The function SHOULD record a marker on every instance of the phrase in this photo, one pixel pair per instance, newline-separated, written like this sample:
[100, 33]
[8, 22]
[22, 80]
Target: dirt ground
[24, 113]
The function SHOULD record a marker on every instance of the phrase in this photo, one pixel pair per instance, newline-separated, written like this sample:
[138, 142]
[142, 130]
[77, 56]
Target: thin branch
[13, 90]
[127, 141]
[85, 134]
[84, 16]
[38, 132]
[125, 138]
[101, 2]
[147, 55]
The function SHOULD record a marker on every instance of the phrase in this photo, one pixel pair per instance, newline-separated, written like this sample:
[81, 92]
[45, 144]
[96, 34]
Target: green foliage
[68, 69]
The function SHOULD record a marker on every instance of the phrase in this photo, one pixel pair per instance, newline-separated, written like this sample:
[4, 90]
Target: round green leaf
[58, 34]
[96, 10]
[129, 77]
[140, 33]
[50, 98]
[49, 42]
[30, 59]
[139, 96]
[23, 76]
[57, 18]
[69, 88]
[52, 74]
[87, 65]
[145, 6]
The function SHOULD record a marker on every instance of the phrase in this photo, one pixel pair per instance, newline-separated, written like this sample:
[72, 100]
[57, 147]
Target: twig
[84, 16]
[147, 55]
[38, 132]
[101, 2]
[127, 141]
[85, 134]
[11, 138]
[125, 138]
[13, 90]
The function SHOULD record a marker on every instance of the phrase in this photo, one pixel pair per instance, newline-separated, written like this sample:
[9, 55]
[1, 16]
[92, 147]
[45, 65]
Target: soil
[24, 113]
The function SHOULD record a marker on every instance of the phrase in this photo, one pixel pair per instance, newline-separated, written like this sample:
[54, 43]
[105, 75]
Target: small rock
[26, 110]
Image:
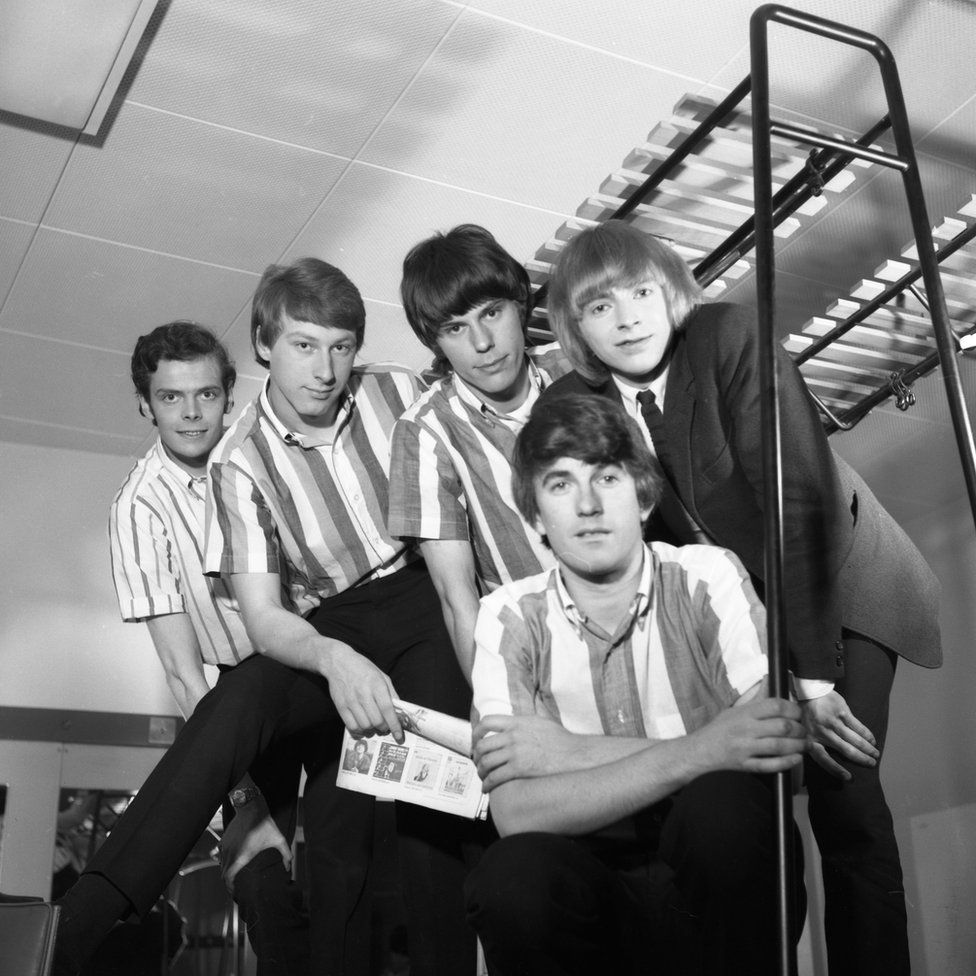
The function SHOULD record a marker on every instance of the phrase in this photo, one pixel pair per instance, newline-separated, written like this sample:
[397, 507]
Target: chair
[27, 932]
◇ ◇ ◇ ◇ ◇ ◇ ◇
WHAT YOU WILL DO: The response should contain every record above exactly as written, and none of the pictures.

RESULT FOR THIS TASK:
The function SHOULD record a marker on every instance of the phrase in this photo, one pixel pair per instance, newline-separated, written like this sample:
[100, 33]
[8, 22]
[22, 80]
Target: dirt ground
[24, 113]
The function SHOULD record a marker on every instance of the phrase in this photo, one pixel pair per instance, newline-separated, written like this sample:
[138, 142]
[142, 130]
[77, 56]
Target: thin branch
[13, 90]
[127, 141]
[85, 134]
[84, 16]
[38, 132]
[125, 138]
[101, 2]
[147, 55]
The function SHOULD record a marker on every instance of the phrase in this photo, one pixel pair per instance, newline-separated, written like this sample:
[81, 92]
[45, 144]
[96, 34]
Target: green foliage
[68, 69]
The function SHOULD record a marker on every instance of the phrase in this photo, one pixel pair per instance, newline-separated, written like this sample:
[4, 90]
Target: round green leaf
[58, 34]
[96, 10]
[129, 77]
[140, 33]
[50, 98]
[49, 42]
[30, 59]
[139, 96]
[23, 76]
[57, 18]
[69, 88]
[52, 74]
[87, 65]
[145, 6]
The function SHOULD record a marker on every instance of the phrase in this photo, one pixel pair per instance, newline-separated, written like this sample:
[72, 100]
[57, 147]
Target: twig
[84, 16]
[147, 55]
[38, 132]
[101, 2]
[127, 141]
[85, 134]
[11, 138]
[125, 138]
[13, 90]
The function SHOULD record a marker on every instance of the phrase in this photo, one pixel pair per instance, newline-separated, written like this sample:
[9, 55]
[1, 16]
[92, 147]
[45, 65]
Target: soil
[24, 113]
The function SHOULD record a marker on every instance of the phrase in this photo, one pixel pair per instance, newline-separated, written like this sample:
[54, 43]
[105, 75]
Target: small rock
[26, 110]
Image:
The function SHOULD record a marker on every instance of the phrase in this photo, one pixel pair per instance, newline-separated, written like this sample:
[397, 507]
Target: chair
[27, 932]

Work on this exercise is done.